> **INSTRUCTIONS FOR THE TASK**: Repeat the span of the entries below that starts at the line with "One keypoint belongs on each instance. Indicate the hand" and ends at the line with "Target: green stem", nothing more. Skip the pictures.

MATERIAL TO PROCESS: Begin

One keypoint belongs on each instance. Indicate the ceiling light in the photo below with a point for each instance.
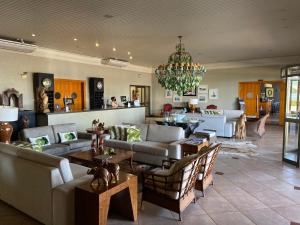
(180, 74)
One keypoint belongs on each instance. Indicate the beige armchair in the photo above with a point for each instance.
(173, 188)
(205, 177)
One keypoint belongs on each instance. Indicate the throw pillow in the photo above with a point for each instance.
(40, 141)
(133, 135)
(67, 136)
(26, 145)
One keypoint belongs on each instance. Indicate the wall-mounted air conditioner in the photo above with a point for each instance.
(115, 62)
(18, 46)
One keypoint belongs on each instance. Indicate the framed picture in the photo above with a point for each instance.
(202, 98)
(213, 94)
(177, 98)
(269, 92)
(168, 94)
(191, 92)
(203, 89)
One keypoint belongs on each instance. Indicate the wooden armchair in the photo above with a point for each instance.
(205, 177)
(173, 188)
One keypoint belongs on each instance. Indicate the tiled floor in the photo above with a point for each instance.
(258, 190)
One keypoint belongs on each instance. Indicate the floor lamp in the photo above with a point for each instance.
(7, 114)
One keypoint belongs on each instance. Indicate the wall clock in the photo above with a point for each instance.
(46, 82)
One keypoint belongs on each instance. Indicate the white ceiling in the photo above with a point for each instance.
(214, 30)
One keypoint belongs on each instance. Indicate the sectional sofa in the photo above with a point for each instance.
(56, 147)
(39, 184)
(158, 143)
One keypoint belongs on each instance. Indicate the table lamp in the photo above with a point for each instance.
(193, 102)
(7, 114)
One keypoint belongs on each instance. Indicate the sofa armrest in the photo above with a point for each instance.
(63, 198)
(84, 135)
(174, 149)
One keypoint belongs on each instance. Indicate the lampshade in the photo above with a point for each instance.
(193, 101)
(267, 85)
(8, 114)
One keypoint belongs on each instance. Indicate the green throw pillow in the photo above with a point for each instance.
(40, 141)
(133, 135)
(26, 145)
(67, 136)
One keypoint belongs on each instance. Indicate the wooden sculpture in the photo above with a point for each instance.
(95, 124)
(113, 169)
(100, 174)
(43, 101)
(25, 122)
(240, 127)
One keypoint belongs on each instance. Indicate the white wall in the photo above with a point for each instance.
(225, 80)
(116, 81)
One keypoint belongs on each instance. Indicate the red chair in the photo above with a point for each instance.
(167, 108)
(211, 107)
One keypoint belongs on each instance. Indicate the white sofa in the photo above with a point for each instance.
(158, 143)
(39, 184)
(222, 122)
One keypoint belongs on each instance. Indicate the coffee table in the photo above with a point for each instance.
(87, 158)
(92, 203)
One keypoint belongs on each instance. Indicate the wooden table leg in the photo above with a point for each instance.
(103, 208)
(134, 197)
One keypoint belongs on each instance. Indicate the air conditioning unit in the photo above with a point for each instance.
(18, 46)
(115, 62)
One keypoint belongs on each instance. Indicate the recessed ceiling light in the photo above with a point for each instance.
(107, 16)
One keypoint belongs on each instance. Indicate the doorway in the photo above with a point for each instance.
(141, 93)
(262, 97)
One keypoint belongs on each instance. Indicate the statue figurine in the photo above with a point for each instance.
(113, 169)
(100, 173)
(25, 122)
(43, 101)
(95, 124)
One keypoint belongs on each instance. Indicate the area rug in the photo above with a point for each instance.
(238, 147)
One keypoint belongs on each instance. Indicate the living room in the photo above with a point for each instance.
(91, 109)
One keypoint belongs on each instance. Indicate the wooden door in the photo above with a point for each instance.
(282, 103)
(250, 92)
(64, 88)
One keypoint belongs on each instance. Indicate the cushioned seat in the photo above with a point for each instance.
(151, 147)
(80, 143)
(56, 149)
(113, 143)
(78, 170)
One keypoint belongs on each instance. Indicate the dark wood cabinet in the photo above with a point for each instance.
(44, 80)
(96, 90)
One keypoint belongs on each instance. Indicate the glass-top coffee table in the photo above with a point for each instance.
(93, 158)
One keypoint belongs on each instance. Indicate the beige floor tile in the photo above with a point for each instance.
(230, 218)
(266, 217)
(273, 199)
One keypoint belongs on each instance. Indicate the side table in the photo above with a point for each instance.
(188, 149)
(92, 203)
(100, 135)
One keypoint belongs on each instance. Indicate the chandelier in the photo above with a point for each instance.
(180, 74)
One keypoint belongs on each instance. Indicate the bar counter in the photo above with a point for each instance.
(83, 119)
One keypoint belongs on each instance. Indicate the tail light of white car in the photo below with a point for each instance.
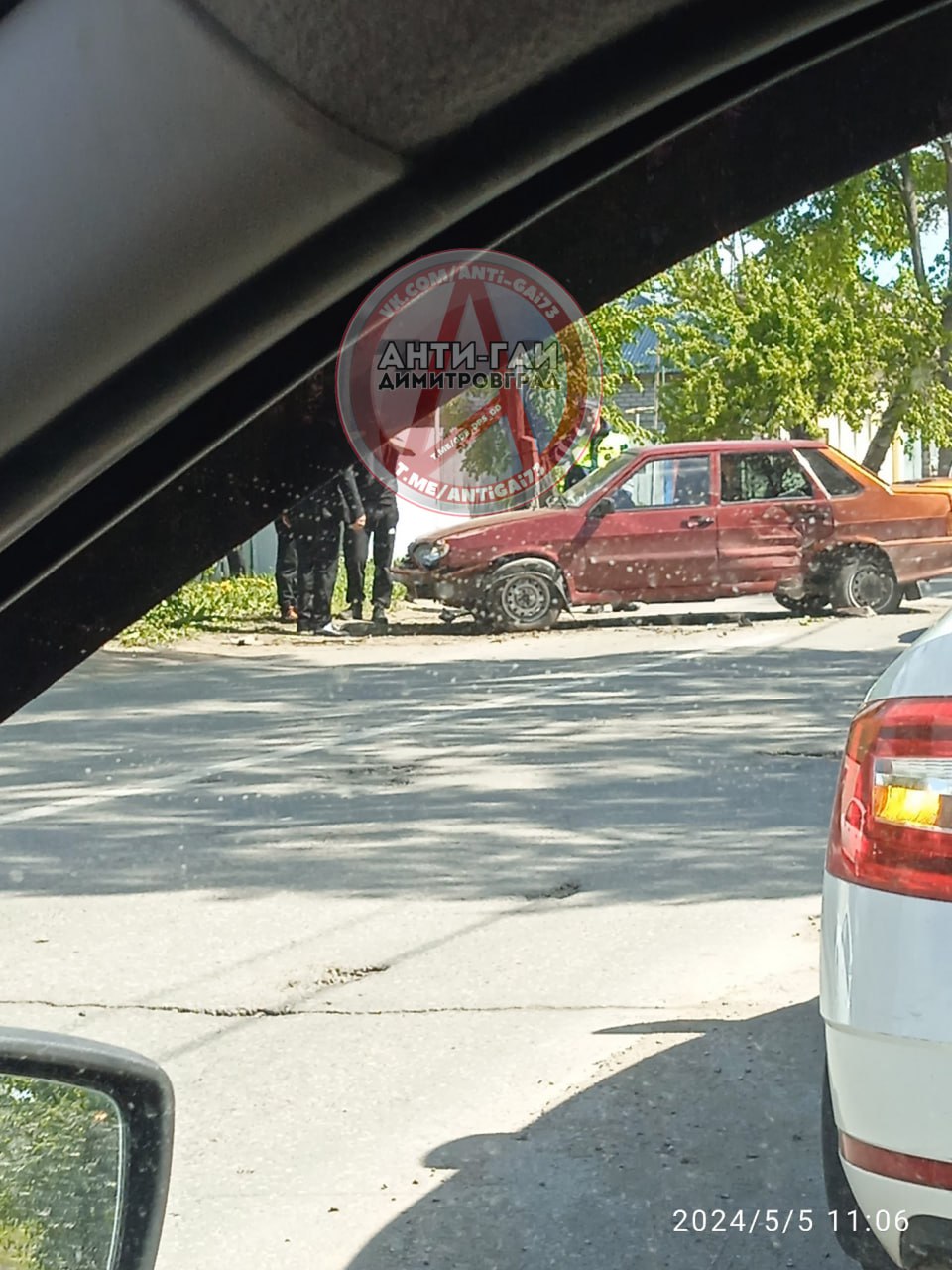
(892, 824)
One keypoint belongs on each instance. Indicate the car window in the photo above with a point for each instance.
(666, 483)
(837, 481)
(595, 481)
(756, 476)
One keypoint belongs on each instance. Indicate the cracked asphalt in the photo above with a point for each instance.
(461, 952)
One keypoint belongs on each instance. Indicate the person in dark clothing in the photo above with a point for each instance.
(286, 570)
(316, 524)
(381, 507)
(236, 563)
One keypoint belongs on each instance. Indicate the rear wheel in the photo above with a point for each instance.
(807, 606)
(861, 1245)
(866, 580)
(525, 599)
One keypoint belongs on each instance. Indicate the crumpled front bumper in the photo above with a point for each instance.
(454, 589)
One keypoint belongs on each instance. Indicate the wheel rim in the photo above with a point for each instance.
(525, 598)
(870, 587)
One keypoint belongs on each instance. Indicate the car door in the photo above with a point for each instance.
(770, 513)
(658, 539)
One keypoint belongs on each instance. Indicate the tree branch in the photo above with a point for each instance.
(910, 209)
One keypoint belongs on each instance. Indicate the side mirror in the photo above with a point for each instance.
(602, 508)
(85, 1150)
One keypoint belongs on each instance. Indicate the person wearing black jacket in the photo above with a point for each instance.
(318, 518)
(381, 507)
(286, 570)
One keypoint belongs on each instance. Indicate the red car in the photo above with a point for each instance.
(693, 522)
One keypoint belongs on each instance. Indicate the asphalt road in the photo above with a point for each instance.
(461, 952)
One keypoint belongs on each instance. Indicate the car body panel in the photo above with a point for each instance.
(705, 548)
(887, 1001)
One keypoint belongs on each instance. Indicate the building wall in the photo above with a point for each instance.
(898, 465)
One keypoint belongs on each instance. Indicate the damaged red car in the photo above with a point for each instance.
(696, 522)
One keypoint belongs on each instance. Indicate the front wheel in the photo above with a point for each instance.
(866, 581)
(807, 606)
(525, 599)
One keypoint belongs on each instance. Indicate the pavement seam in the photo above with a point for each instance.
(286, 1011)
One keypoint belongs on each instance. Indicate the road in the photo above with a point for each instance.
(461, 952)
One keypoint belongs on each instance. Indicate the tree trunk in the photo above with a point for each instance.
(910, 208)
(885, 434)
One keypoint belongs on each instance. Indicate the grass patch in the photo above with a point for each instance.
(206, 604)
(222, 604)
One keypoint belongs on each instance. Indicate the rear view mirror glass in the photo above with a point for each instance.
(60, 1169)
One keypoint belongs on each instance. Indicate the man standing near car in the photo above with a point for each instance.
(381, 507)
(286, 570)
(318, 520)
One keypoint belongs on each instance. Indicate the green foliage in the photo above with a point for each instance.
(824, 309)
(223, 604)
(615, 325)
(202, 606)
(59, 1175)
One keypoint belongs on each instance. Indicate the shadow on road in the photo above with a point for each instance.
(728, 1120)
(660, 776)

MATERIAL TO PROCESS: End
MATERIAL TO PROCESS: Begin

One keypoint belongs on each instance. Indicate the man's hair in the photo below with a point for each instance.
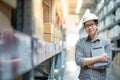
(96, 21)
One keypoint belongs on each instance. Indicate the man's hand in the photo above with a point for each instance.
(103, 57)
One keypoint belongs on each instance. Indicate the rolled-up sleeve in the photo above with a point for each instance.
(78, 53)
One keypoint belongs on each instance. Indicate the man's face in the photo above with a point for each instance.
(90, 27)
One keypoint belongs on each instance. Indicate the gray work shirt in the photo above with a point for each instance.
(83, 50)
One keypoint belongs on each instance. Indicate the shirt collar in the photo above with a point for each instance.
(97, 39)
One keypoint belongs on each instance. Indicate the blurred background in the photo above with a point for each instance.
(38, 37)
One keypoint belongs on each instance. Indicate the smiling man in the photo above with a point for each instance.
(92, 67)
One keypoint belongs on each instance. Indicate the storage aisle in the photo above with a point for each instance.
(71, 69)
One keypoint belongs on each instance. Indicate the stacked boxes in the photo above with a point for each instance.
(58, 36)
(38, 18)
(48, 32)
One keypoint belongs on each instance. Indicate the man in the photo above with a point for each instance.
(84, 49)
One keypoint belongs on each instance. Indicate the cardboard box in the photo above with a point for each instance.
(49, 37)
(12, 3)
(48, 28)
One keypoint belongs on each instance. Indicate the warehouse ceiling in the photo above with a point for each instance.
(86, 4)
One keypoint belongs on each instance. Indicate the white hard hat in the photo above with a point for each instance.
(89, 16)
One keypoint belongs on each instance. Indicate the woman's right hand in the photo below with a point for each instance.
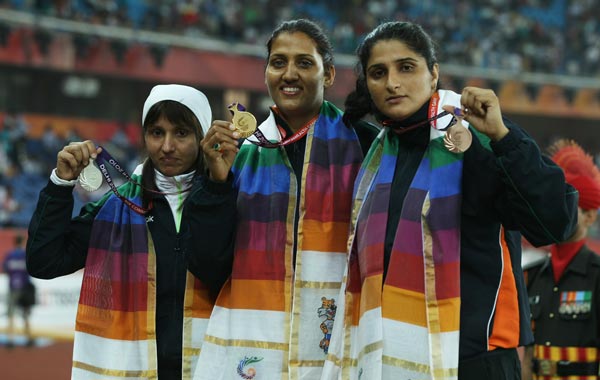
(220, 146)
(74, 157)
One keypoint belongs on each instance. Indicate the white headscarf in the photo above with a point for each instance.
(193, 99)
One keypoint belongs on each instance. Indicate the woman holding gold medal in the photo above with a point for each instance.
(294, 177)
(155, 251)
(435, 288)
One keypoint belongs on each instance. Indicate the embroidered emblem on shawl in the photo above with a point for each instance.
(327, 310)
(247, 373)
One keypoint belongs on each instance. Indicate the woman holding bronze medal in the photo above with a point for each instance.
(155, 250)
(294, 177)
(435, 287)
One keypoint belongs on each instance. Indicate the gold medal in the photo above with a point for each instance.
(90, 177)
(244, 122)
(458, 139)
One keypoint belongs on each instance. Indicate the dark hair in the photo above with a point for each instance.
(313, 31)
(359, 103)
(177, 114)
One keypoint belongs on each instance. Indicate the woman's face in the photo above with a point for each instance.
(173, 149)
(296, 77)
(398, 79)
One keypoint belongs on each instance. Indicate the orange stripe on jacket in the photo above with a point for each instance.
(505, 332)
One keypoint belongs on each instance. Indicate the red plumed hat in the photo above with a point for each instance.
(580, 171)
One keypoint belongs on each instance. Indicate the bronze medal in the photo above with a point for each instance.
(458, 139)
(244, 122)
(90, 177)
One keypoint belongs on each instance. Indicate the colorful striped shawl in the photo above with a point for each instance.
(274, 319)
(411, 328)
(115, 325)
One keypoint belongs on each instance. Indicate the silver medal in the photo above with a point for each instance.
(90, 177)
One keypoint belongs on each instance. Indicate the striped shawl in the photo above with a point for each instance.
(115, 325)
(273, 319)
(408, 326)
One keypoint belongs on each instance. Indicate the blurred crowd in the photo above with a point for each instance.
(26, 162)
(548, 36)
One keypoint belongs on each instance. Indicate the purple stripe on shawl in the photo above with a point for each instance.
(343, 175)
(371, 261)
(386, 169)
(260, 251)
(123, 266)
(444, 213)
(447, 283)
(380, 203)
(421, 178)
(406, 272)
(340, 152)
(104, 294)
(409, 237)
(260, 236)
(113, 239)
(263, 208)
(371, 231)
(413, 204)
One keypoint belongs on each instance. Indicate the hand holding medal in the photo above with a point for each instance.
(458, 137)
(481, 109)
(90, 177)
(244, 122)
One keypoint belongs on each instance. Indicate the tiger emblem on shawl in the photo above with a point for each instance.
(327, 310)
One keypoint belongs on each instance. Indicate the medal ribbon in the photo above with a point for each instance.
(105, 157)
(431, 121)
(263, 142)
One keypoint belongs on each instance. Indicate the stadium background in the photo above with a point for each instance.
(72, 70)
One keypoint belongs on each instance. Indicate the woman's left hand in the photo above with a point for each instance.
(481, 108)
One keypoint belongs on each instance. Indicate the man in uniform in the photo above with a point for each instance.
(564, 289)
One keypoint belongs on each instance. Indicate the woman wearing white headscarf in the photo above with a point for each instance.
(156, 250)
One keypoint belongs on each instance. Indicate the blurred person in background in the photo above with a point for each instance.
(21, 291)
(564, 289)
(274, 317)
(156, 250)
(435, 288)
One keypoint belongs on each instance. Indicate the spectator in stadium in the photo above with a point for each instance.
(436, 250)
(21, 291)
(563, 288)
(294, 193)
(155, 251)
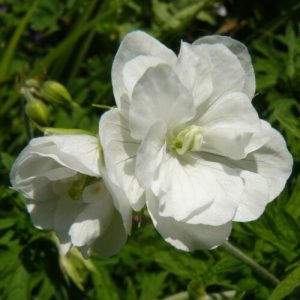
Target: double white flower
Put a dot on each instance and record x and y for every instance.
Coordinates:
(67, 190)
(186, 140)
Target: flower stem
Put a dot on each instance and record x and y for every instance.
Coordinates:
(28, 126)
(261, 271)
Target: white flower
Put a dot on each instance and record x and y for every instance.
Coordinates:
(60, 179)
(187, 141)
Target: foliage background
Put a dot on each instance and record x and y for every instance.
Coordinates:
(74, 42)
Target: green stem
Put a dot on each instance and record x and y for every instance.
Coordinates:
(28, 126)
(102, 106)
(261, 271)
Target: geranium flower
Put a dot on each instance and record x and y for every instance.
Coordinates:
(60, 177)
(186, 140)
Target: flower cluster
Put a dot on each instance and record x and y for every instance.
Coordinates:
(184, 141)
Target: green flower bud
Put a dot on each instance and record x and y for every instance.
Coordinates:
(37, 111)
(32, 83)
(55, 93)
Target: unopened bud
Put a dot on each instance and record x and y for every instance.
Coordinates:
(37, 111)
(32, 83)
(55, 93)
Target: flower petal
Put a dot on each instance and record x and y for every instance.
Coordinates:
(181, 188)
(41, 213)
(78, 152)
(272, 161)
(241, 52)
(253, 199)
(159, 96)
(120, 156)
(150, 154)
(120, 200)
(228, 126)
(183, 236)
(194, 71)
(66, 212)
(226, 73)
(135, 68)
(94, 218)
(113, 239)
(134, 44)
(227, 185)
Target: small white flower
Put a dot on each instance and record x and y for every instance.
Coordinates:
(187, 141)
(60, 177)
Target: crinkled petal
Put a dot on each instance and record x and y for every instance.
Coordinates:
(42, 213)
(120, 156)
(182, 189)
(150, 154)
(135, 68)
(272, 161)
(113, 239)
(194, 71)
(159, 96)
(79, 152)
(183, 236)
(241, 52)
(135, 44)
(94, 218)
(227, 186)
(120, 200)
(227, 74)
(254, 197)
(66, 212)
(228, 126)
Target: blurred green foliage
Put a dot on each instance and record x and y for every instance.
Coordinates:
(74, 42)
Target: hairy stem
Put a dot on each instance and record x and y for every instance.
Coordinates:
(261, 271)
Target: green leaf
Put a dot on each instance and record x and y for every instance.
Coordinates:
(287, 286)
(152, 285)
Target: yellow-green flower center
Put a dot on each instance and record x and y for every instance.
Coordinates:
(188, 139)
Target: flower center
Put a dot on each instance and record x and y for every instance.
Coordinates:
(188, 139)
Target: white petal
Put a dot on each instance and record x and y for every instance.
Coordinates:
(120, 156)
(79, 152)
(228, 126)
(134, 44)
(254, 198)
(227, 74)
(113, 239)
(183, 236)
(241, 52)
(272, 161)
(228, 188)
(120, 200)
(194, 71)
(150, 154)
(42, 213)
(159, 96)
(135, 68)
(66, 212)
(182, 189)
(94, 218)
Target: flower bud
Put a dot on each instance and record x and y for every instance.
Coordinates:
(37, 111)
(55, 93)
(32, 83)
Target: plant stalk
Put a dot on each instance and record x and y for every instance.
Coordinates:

MATERIAL TO PROCESS: End
MATERIAL TO PROCESS: Begin

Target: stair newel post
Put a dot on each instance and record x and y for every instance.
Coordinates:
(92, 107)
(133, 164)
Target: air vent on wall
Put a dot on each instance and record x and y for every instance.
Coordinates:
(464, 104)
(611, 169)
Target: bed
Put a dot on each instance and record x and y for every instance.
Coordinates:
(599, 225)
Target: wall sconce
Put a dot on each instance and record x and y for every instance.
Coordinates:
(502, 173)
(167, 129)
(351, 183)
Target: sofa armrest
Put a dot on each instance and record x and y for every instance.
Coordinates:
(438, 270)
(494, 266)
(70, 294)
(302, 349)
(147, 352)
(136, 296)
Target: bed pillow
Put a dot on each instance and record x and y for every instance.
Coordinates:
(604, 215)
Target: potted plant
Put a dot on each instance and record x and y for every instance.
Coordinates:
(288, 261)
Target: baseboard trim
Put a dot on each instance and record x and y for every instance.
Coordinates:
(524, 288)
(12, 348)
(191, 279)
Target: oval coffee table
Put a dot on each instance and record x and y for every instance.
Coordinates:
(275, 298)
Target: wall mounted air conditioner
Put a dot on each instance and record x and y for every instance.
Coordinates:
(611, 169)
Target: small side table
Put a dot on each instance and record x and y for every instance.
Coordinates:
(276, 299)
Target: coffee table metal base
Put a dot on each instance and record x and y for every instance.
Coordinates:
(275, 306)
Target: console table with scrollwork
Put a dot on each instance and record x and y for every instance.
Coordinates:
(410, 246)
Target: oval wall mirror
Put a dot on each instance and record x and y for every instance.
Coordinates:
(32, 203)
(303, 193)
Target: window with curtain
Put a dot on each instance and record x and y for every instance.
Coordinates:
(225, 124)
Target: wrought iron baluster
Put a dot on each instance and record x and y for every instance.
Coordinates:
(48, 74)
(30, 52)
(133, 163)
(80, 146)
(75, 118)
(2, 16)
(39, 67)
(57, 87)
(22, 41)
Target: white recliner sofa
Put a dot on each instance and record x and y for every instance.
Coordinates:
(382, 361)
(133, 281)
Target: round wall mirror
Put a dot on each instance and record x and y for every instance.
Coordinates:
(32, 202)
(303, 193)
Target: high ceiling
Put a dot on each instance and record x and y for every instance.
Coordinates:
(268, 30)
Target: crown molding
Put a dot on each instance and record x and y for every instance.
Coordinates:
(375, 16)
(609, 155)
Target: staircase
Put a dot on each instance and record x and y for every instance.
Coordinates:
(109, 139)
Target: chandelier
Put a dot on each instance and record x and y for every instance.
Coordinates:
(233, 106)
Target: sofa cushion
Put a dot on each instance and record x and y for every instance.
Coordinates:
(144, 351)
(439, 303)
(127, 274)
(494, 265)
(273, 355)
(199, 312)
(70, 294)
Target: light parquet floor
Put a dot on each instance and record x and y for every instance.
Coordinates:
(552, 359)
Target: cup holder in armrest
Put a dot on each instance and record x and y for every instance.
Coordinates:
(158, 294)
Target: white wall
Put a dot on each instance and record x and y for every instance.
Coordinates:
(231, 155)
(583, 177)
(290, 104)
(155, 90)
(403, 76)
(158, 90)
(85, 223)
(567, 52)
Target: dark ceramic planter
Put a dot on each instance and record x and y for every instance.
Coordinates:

MATERIAL TO PROCESS: End

> **WRITTEN REPLY**:
One keypoint belongs on each instance. Indicate the hand holding medal in the photo above with a point for each instance.
(458, 137)
(481, 109)
(90, 177)
(244, 122)
One keypoint belongs on each instance. Indicate the tiger emblem on shawl in the photo above with a point for each instance.
(327, 310)
One keypoint belongs on each instance. Indicate the medal ribbon in the photo above with a point for each instance.
(105, 157)
(431, 121)
(263, 142)
One keypoint belongs on each instance. Indicate the stadium background in the photo above with a point for each instance.
(72, 70)
One keypoint belongs on each instance. Indicate the woman's left hand in the photo above with a point for each instance.
(481, 108)
One keypoint belongs on each instance. Indicate the man in uniform in the photo above with a point for each instance.
(564, 289)
One keypoint belongs on each instance. Indicate the woman wearing white headscarf in the photo above with a point for each instance.
(156, 250)
One keypoint belongs on each instance. Indicate the blurred person in background in the photo above with a point for each instance.
(21, 291)
(564, 289)
(274, 317)
(156, 250)
(435, 288)
One keypoint belongs on each instance. Indicate the spectator in stadium in the photo above with a point for each instance.
(436, 250)
(21, 291)
(563, 288)
(294, 193)
(155, 251)
Target: double white flower
Put a dot on each instance and record x and y for every instance.
Coordinates:
(67, 190)
(186, 140)
Target: flower stem
Put a dot on each instance and record x and y for every instance.
Coordinates:
(28, 126)
(261, 271)
Target: white flower
Put a dot on each instance and record x and y for every instance.
Coordinates:
(60, 179)
(187, 141)
Target: foliage background
Put a dot on each instance and record x and y for every instance.
Coordinates:
(74, 42)
Target: green stem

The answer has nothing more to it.